(EXERCISE AIM):
Rename "field-survey log" to "site inventory" throughout the records below, and reproduce every line with no other change. Omit the pictures from your reply.

(Position identification records):
>> START

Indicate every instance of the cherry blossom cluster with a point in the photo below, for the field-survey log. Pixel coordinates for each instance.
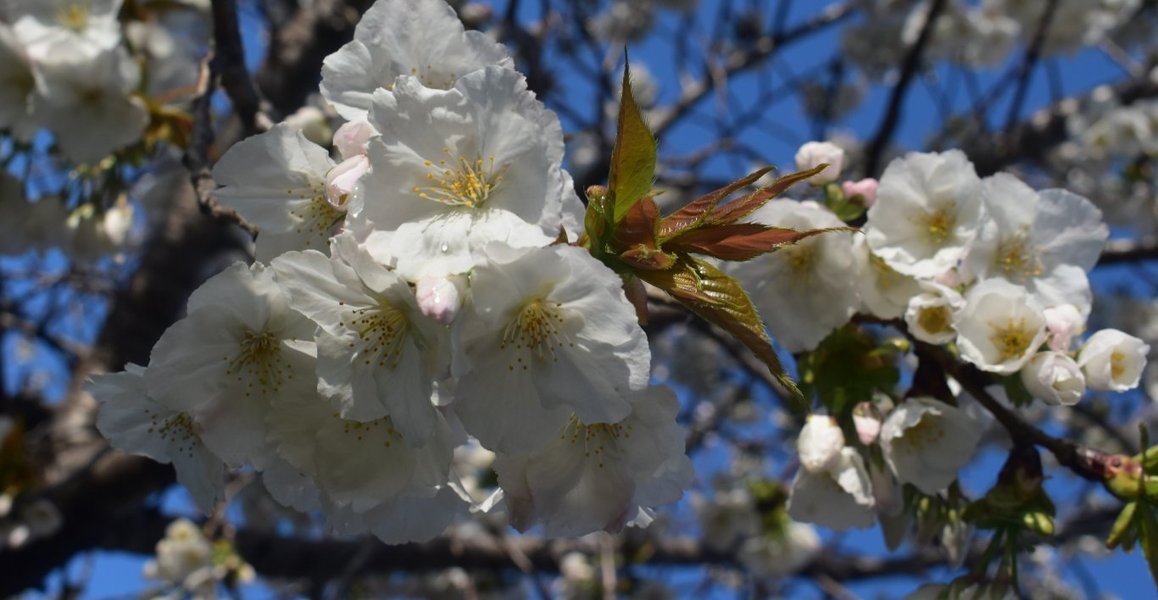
(94, 74)
(71, 66)
(411, 293)
(989, 268)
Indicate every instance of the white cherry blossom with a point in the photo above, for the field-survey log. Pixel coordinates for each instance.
(52, 28)
(1054, 378)
(358, 465)
(239, 346)
(1043, 241)
(930, 314)
(882, 291)
(376, 353)
(926, 441)
(456, 169)
(838, 497)
(815, 153)
(596, 476)
(1113, 360)
(277, 181)
(16, 86)
(548, 333)
(136, 423)
(85, 101)
(820, 443)
(1001, 327)
(404, 37)
(928, 210)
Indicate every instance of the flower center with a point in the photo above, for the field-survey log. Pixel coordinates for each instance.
(378, 429)
(536, 329)
(1017, 257)
(176, 430)
(925, 433)
(598, 438)
(258, 364)
(1116, 365)
(938, 225)
(317, 217)
(460, 182)
(382, 329)
(935, 319)
(1011, 339)
(73, 16)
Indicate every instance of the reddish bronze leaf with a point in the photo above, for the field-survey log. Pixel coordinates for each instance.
(695, 211)
(741, 207)
(739, 241)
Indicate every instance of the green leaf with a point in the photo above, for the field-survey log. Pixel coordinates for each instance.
(1148, 536)
(848, 367)
(596, 221)
(694, 212)
(738, 241)
(746, 205)
(705, 210)
(1123, 533)
(845, 209)
(634, 155)
(719, 299)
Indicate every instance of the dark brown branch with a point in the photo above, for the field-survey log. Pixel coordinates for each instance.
(1084, 462)
(228, 63)
(913, 60)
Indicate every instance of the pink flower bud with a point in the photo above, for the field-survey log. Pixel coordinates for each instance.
(342, 178)
(440, 298)
(864, 188)
(1063, 322)
(352, 137)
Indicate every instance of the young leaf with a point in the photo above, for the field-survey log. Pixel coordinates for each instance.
(738, 241)
(634, 155)
(1148, 536)
(1124, 531)
(746, 205)
(694, 212)
(719, 299)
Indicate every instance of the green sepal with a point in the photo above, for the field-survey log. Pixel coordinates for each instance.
(1123, 533)
(845, 209)
(634, 155)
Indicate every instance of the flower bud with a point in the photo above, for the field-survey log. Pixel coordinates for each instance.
(1113, 360)
(1054, 378)
(352, 137)
(814, 153)
(866, 418)
(342, 180)
(866, 189)
(1063, 322)
(820, 443)
(440, 298)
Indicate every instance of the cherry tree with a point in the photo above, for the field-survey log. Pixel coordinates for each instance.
(459, 299)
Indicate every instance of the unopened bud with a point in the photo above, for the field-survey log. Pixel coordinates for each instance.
(342, 180)
(866, 189)
(352, 137)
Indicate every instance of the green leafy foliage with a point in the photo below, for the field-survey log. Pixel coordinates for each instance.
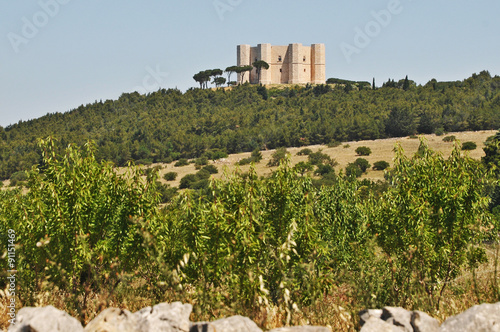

>> END

(EXERCISE ANSWER):
Indicate every instance of the cherry blossom cluster with a point in the photo below, for the site inventory. Pixel coordinates for each instance.
(94, 74)
(71, 66)
(411, 293)
(989, 268)
Indicate every instance of the white cherry blossom with a point in the photo above, for the site inventory. Pixel coordinates for each instance.
(52, 28)
(1054, 378)
(358, 465)
(239, 346)
(1043, 241)
(930, 314)
(882, 291)
(376, 353)
(926, 441)
(456, 169)
(838, 497)
(815, 153)
(596, 476)
(1113, 360)
(277, 181)
(16, 86)
(548, 333)
(136, 423)
(85, 101)
(820, 443)
(1001, 327)
(404, 37)
(928, 210)
Indicate every instance of the flower center with a point in the photo above, for the site inventory. Pixel coordinates for each instance.
(378, 429)
(536, 329)
(1017, 257)
(176, 430)
(925, 433)
(598, 438)
(258, 364)
(1116, 365)
(938, 225)
(317, 217)
(460, 182)
(382, 329)
(935, 319)
(1011, 339)
(73, 16)
Indicate every instance of the reddish bronze leaf with a point in the photo above, for the site inventory. Pixel coordinates for each instance.
(695, 211)
(741, 207)
(739, 241)
Indicate every instance of the green leaf with a point in the photo above, for the site inventory. Pixel coordinates for each instance.
(1148, 536)
(848, 367)
(596, 221)
(694, 212)
(738, 241)
(746, 205)
(705, 210)
(1123, 533)
(845, 209)
(634, 155)
(719, 299)
Indicate every instance of the dark brown branch with a point in the photo above, for the site inventory. Pixel coordinates for each instance.
(1084, 462)
(228, 63)
(913, 60)
Indicate every instance of the pink flower bud with a point in the photo above, for the site inventory. Pixel coordinates for each instance.
(342, 178)
(440, 298)
(864, 188)
(1063, 322)
(352, 137)
Indicate every instance of the young leaf with a point in the photo above, for the site inventory. Pixel coordinates for each instance.
(738, 241)
(634, 155)
(1148, 536)
(1124, 531)
(746, 205)
(694, 212)
(719, 299)
Indicate every instance of the green sepal with a point in the photo above, for the site inventory. Pixel coordinates for each instance.
(1123, 533)
(845, 209)
(634, 155)
Indicate every instance of the flower bud with a point in the photo above, for the site inventory. Pixel coordinates for each instance.
(1113, 360)
(1054, 378)
(352, 137)
(814, 153)
(866, 418)
(342, 180)
(866, 189)
(1063, 322)
(820, 443)
(440, 298)
Indicate every instance of the cherry tree with a point in the photo above, for the site inventory. Pixel coordinates for each instance.
(459, 299)
Indicate every instance of the unopened bud with a point in the photo above, for the site inventory. Pixel coordinates for each instance.
(342, 180)
(866, 189)
(352, 137)
Indicate every instance of the green leafy foliage with a point in the photo below, for the site inventory. Pixel coordinates for each instance.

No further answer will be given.